_Passage provided_:
============================================================

Each event comes complete with several spatial and temporal locators, such as place name, administrative division, and geographic coordinates, as well as start and end dates, to allow for fine-grained spatial and temporal analysis. Each event is also given a unique ID for easy reference, as well as conflict, dyad, and actor IDs. As was mentioned earlier, these IDs for conflicts, dyads, and actors correspond with identifying information found in other UCDP datasets and allow ample possibilities for dataset integration.
The data collection for the dataset follows the standard coding procedures for UCDP data: human coders that mine news sources, NGO reports, case studies, truth commission reports, historical archives and other sources of information. This method has been described in depth in several other publications (Eck & Hultman, 2007; Sundberg, Eck & Kreutz, 2012) and we will instead focus on explaining the procedures for the novel aspects of this dataset – the temporal and spatial coding. We would, however, like to highlight some new methods for ensuring data accuracy and quality that have been introduced as the sheer number of events included and the many variables that accompany each event have necessitated the introduction of additional quality-control instruments. Data quality is at least triple-checked, where the coder first runs through a checklist of consistency and streamlining tests. Secondly, a project manager performs similar tests, as well as controls of the geocoding through a set routine of visualization. Thirdly, PHP and Python scripts are run on the data to check consistency across IDs, coordinates, fatality counts, and more. While these routines cannot identify all errors in the base coding they nevertheless ensure high quality and consistency in the final product.

============================================================

_Recorded information_:
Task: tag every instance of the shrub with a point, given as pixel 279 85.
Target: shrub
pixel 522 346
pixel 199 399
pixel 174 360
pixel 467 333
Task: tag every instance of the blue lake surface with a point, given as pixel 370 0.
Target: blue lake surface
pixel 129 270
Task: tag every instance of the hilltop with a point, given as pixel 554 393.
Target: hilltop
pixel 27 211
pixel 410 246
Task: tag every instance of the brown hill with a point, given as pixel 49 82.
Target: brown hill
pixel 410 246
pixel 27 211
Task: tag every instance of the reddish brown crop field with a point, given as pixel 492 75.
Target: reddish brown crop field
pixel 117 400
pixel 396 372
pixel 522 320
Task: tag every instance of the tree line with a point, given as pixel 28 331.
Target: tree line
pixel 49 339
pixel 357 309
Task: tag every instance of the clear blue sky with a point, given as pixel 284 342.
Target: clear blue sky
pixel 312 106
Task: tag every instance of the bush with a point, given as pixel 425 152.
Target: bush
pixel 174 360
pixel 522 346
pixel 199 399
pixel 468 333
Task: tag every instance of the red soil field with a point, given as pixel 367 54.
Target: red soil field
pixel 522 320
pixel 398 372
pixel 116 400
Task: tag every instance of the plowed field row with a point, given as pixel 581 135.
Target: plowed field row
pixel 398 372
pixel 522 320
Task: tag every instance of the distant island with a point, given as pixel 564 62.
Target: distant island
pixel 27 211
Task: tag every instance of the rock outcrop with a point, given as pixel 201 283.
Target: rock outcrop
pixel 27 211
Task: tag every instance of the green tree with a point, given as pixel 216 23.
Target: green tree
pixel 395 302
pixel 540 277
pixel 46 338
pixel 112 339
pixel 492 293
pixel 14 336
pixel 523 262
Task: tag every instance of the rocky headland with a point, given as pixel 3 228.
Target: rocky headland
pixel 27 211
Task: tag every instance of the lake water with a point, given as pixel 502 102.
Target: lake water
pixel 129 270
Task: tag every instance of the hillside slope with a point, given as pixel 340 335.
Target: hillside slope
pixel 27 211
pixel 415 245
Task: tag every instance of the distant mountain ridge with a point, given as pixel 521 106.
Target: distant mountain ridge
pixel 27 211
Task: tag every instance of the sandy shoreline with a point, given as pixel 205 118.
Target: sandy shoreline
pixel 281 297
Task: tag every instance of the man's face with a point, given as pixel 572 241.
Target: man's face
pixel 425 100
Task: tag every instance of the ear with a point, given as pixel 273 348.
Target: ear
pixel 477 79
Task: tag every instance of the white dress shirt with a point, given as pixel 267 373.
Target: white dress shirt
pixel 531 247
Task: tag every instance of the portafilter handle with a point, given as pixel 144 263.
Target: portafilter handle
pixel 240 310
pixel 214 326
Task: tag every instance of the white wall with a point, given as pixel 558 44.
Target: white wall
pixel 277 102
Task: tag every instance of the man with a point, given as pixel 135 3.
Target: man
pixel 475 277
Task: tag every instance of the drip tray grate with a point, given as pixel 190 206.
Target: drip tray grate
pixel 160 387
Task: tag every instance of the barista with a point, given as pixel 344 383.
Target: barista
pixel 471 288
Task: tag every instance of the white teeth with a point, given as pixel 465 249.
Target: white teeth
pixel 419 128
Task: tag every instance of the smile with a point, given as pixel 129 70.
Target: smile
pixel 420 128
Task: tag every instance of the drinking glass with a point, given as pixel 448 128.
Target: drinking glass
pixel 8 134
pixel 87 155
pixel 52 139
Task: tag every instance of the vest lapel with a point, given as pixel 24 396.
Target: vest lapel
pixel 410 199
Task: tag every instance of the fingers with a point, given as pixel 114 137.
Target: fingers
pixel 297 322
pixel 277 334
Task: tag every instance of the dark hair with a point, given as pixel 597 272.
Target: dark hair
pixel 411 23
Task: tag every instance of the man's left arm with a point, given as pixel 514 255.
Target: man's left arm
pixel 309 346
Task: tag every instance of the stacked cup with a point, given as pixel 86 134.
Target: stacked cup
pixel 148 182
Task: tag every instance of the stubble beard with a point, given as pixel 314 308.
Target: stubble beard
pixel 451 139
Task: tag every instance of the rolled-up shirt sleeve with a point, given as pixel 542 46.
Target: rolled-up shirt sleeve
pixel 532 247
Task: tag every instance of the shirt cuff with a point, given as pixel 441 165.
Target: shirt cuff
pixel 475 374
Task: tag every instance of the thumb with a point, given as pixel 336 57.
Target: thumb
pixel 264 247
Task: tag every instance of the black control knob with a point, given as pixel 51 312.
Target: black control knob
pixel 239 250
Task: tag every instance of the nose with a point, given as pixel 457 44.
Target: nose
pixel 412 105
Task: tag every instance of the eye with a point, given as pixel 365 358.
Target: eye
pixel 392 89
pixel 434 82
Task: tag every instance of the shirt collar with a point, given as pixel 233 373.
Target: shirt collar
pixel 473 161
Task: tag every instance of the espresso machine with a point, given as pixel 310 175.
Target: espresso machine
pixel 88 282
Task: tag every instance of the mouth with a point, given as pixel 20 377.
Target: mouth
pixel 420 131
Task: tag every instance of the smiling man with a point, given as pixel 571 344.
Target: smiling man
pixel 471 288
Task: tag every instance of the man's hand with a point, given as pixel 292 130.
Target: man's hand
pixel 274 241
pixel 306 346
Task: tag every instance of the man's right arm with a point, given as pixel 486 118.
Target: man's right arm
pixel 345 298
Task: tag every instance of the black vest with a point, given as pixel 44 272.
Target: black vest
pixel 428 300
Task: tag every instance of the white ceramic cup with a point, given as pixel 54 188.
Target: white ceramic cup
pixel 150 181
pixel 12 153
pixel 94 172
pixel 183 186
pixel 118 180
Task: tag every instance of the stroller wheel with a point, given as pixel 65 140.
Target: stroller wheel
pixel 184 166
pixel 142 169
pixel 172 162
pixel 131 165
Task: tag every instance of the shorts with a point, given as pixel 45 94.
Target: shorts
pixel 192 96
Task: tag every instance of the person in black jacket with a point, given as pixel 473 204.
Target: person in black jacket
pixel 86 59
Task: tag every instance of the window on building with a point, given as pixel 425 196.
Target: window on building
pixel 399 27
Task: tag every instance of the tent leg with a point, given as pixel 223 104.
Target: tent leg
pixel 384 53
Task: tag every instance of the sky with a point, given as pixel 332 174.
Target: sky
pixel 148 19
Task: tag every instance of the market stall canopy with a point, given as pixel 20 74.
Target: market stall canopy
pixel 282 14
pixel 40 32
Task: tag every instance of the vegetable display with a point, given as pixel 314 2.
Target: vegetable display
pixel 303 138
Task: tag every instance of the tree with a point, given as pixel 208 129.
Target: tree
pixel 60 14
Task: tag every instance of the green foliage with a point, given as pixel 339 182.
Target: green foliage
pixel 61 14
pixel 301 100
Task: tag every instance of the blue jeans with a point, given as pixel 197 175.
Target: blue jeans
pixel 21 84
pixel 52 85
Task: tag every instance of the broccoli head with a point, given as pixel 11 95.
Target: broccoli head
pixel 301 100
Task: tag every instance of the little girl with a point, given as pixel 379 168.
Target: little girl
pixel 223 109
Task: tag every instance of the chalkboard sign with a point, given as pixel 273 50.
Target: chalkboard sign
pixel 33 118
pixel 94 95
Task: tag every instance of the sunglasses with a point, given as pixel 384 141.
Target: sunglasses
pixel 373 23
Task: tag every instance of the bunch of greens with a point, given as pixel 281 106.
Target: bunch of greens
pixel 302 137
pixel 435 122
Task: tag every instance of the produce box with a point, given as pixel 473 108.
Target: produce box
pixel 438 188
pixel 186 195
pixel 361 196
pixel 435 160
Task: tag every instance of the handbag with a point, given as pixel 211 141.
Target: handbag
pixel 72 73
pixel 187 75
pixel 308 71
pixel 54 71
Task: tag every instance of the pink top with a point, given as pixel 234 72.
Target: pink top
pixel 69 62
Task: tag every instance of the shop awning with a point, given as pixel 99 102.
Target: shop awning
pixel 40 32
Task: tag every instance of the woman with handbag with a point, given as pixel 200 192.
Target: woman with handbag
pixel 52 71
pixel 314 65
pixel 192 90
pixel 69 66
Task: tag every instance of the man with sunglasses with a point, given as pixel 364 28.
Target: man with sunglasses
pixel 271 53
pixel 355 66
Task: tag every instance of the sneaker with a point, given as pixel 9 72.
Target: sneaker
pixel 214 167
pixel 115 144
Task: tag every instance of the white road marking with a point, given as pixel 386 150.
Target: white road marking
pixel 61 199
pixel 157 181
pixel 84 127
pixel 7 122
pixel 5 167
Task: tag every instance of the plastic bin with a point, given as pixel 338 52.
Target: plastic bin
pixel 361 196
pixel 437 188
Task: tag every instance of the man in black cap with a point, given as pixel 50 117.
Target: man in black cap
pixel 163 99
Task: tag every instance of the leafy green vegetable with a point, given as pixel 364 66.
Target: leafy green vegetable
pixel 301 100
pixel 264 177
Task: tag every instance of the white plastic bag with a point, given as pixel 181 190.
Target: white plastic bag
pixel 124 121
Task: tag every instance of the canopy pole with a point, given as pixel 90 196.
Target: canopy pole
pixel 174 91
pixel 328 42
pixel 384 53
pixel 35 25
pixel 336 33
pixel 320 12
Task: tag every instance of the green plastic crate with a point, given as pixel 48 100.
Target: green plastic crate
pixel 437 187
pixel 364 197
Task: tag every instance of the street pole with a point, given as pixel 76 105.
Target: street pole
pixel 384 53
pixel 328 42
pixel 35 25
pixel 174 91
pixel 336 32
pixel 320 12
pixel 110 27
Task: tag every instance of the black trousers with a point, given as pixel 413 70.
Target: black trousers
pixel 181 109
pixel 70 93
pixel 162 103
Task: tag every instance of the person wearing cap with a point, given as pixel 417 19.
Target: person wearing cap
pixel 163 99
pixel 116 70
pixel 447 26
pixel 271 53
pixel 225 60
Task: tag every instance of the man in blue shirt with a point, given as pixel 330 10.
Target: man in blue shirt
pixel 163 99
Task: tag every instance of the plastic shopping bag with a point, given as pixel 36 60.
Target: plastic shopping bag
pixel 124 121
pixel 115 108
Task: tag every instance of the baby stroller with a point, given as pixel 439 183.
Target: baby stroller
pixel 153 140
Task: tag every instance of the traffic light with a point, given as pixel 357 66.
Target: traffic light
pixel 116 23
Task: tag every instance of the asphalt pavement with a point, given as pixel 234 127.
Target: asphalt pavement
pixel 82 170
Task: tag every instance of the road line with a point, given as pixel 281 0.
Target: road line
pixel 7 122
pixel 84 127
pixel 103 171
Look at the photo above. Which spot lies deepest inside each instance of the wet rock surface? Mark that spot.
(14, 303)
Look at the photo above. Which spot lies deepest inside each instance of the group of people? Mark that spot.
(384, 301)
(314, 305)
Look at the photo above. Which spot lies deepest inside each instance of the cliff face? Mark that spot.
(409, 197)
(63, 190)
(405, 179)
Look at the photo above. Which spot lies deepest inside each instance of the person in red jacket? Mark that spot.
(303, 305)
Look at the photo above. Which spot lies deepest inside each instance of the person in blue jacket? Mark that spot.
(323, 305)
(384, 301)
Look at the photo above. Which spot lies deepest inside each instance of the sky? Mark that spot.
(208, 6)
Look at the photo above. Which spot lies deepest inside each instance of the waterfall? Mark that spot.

============================================================

_Directives_:
[a] Condense the paragraph in the passage on the UCDP dataset that begins "Each event comes complete" into a short bulleted list that keeps its main facts.
[b] Reproduce the part of the passage on the UCDP dataset between "Each event comes" and "for dataset integration.", inclusive, swapping "fine-grained" for "detailed".

_Task results_:
[a]
- Every event has spatial locators (place name, administrative division, geographic coordinates) and temporal locators (start and end dates), which allow fine-grained analysis.
- Every event has a unique ID, plus conflict, dyad, and actor IDs.
- The conflict, dyad, and actor IDs match identifying information in other UCDP datasets, which makes dataset integration possible.

[b]
Each event comes complete with several spatial and temporal locators, such as place name, administrative division, and geographic coordinates, as well as start and end dates, to allow for detailed spatial and temporal analysis. Each event is also given a unique ID for easy reference, as well as conflict, dyad, and actor IDs. As was mentioned earlier, these IDs for conflicts, dyads, and actors correspond with identifying information found in other UCDP datasets and allow ample possibilities for dataset integration.